Student-Teacher Evaluation Analysis

This document provides an overview of the methods used to produce the figures and values in the blog post shown here.

It utilizes predominantly the pandas and seaborn libraries for Python. Note that, by convention, these libraries are imported as pd and sns, respectively, so that any reference to these namespaces will indicate a call to the respective library.

Background

Tidy Data

Each of these libraries, and especially seaborn, relies upon the data being represented in a tidy format. Briefly, this tidy standard (also known as data matrix) insists that each observation occupies its own row, and that each feature/variable of an observation occupies its own column. This simple format, when enforced, allows graphing libraries to make the programming interfaces more user-friendly and terse based on assumptions about the arrangement of the incoming data. Many excellent examples of tidy (and messy) datasets are available in a pioneering paper by Hadley Wickham, developer of the renowned ggplot library in R (H.Wickham, 2014). Typically, there are multiple measures that could be considered an "observation" and used to denote a distinct row; the appropriate dimension can often be found by close inspection of the dataset and the relationships you want to inspect.

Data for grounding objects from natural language
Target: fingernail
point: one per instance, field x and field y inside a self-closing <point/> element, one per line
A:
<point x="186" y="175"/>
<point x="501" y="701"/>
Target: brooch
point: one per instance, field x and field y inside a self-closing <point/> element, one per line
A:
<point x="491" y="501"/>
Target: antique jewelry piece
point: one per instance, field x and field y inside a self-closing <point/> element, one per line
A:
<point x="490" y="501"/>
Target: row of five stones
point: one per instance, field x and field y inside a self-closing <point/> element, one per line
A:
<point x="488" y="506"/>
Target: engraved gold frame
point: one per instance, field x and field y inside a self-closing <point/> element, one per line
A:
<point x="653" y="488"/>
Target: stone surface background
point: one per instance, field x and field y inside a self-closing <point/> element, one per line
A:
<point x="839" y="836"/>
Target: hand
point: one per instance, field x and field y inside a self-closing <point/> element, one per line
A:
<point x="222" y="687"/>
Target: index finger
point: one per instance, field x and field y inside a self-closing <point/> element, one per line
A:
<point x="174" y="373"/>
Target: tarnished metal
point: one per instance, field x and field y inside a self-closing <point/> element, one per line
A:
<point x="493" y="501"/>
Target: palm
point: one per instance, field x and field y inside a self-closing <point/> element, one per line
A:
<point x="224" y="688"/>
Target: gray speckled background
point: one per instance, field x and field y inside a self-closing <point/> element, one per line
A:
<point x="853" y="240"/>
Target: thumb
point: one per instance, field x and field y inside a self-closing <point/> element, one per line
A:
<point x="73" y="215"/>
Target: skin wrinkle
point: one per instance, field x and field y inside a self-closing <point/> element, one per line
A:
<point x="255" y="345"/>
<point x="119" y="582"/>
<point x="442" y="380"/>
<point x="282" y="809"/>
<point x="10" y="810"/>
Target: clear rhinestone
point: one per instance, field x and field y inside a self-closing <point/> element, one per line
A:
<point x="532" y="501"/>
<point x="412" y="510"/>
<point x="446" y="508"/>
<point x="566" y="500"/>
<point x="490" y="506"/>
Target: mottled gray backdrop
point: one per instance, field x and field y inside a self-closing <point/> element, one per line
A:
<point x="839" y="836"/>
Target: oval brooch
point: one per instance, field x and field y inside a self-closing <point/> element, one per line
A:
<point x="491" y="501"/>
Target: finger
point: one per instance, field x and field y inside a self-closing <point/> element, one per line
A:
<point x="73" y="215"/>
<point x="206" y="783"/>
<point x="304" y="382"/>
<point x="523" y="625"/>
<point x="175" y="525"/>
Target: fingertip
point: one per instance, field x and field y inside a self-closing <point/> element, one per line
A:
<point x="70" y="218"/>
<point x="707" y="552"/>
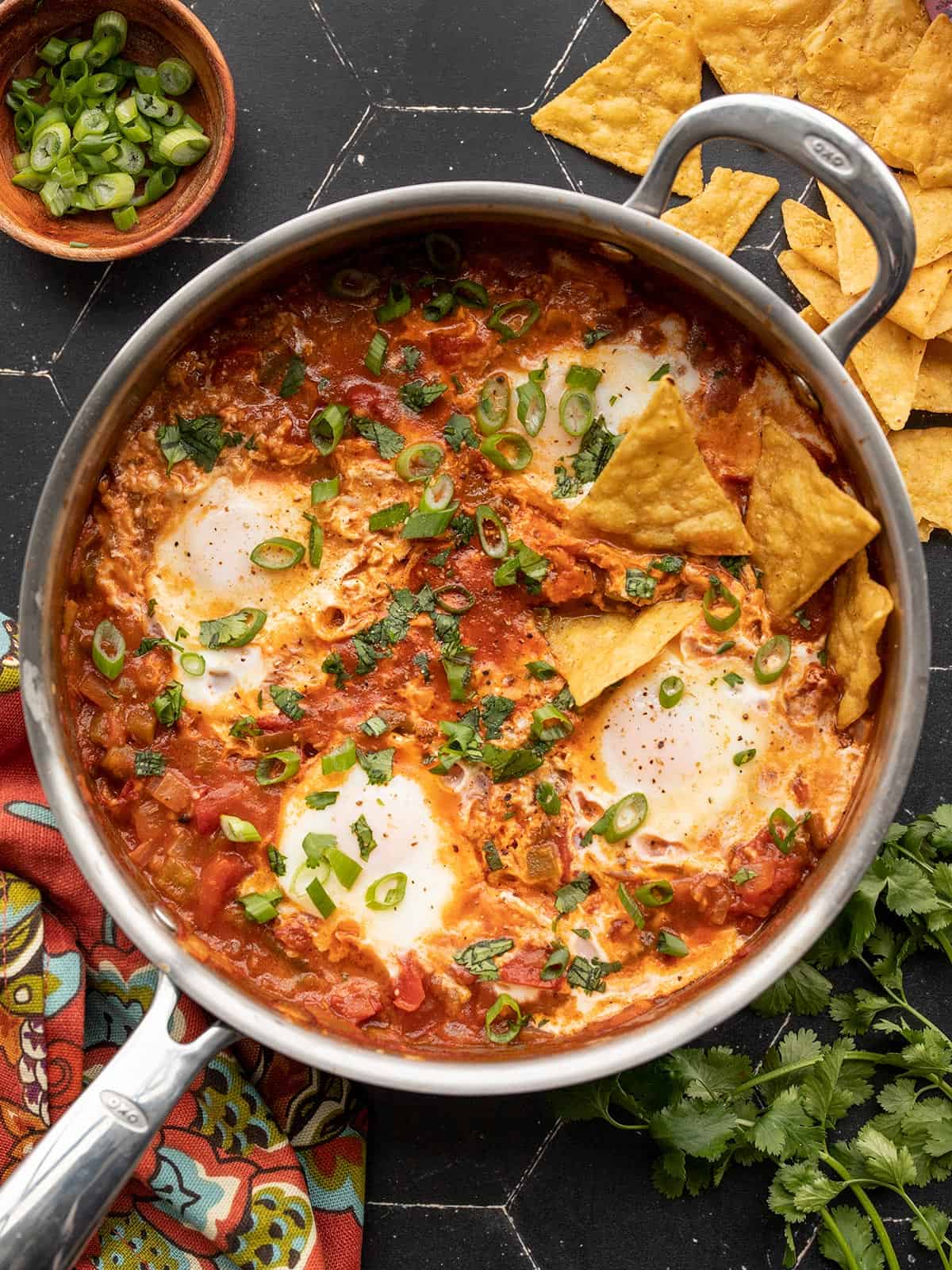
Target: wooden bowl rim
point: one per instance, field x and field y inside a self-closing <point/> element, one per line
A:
<point x="162" y="233"/>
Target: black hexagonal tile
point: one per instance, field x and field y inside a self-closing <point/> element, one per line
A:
<point x="446" y="55"/>
<point x="33" y="425"/>
<point x="436" y="145"/>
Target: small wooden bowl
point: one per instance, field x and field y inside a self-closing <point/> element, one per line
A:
<point x="158" y="29"/>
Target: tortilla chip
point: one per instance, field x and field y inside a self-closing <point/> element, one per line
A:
<point x="657" y="491"/>
<point x="753" y="46"/>
<point x="812" y="237"/>
<point x="886" y="29"/>
<point x="621" y="108"/>
<point x="932" y="215"/>
<point x="850" y="86"/>
<point x="860" y="610"/>
<point x="935" y="387"/>
<point x="917" y="125"/>
<point x="727" y="209"/>
<point x="924" y="457"/>
<point x="635" y="12"/>
<point x="886" y="360"/>
<point x="804" y="526"/>
<point x="596" y="652"/>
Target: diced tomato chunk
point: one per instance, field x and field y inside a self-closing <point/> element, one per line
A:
<point x="409" y="992"/>
<point x="355" y="1000"/>
<point x="219" y="882"/>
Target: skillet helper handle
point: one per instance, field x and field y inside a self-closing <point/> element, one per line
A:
<point x="55" y="1200"/>
<point x="829" y="152"/>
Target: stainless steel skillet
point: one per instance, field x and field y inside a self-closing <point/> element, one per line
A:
<point x="55" y="1199"/>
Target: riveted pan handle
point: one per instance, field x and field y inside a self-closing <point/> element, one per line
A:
<point x="55" y="1200"/>
<point x="829" y="152"/>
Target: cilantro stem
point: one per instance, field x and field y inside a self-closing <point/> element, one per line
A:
<point x="869" y="1208"/>
<point x="850" y="1261"/>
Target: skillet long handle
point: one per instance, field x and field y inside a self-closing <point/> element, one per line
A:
<point x="55" y="1200"/>
<point x="828" y="150"/>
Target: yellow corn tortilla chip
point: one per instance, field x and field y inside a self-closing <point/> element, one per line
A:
<point x="657" y="492"/>
<point x="754" y="46"/>
<point x="860" y="610"/>
<point x="886" y="360"/>
<point x="635" y="12"/>
<point x="727" y="209"/>
<point x="917" y="125"/>
<point x="621" y="108"/>
<point x="804" y="526"/>
<point x="933" y="391"/>
<point x="850" y="86"/>
<point x="886" y="29"/>
<point x="596" y="652"/>
<point x="924" y="457"/>
<point x="812" y="237"/>
<point x="932" y="216"/>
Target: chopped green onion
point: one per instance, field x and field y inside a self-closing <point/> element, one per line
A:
<point x="175" y="76"/>
<point x="340" y="760"/>
<point x="630" y="907"/>
<point x="393" y="887"/>
<point x="108" y="651"/>
<point x="463" y="603"/>
<point x="717" y="596"/>
<point x="419" y="461"/>
<point x="670" y="691"/>
<point x="376" y="352"/>
<point x="494" y="544"/>
<point x="397" y="305"/>
<point x="518" y="456"/>
<point x="772" y="658"/>
<point x="507" y="1034"/>
<point x="672" y="945"/>
<point x="277" y="768"/>
<point x="353" y="285"/>
<point x="328" y="427"/>
<point x="655" y="895"/>
<point x="577" y="410"/>
<point x="530" y="311"/>
<point x="236" y="829"/>
<point x="389" y="518"/>
<point x="323" y="491"/>
<point x="493" y="406"/>
<point x="277" y="554"/>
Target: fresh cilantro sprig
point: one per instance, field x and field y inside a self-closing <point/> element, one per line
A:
<point x="710" y="1109"/>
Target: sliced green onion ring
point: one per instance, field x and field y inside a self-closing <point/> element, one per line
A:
<point x="419" y="461"/>
<point x="277" y="768"/>
<point x="577" y="410"/>
<point x="493" y="406"/>
<point x="772" y="658"/>
<point x="716" y="597"/>
<point x="670" y="691"/>
<point x="277" y="554"/>
<point x="530" y="311"/>
<point x="108" y="649"/>
<point x="505" y="1035"/>
<point x="454" y="598"/>
<point x="386" y="892"/>
<point x="192" y="664"/>
<point x="495" y="448"/>
<point x="495" y="548"/>
<point x="655" y="895"/>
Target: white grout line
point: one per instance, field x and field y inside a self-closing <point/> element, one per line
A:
<point x="83" y="313"/>
<point x="340" y="159"/>
<point x="531" y="1168"/>
<point x="564" y="59"/>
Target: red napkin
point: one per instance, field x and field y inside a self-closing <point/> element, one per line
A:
<point x="262" y="1162"/>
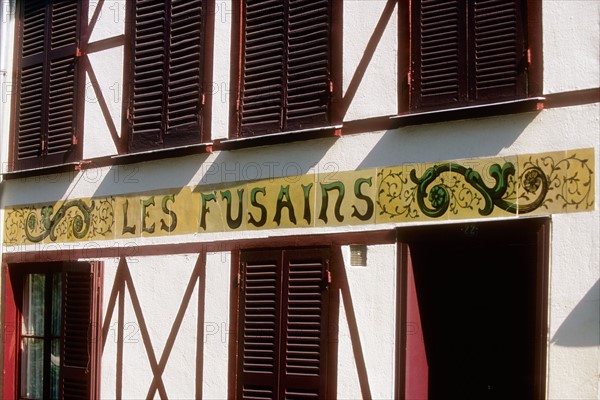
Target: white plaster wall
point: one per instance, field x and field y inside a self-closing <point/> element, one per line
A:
<point x="372" y="290"/>
<point x="217" y="326"/>
<point x="7" y="28"/>
<point x="550" y="130"/>
<point x="376" y="93"/>
<point x="109" y="354"/>
<point x="221" y="84"/>
<point x="574" y="334"/>
<point x="97" y="127"/>
<point x="571" y="40"/>
<point x="160" y="284"/>
<point x="107" y="67"/>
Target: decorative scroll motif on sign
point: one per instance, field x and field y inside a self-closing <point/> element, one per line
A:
<point x="74" y="220"/>
<point x="558" y="182"/>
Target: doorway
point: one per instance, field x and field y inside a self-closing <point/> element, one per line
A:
<point x="475" y="308"/>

▸ **Exercises to complete**
1) In the evaluation analysis, which two Python libraries are mainly used?
2) Please quote the evaluation analysis starting at the words that have "Each of these" and stopping after "want to inspect.".

▸ **Answer set**
1) pandas and seaborn

2)
Each of these libraries, and especially seaborn, relies upon the data being represented in a tidy format. Briefly, this tidy standard (also known as data matrix) insists that each observation occupies its own row, and that each feature/variable of an observation occupies its own column. This simple format, when enforced, allows graphing libraries to make the programming interfaces more user-friendly and terse based on assumptions about the arrangement of the incoming data. Many excellent examples of tidy (and messy) datasets are available in a pioneering paper by Hadley Wickham, developer of the renowned ggplot library in R (H.Wickham, 2014). Typically, there are multiple measures that could be considered an "observation" and used to denote a distinct row; the appropriate dimension can often be found by close inspection of the dataset and the relationships you want to inspect.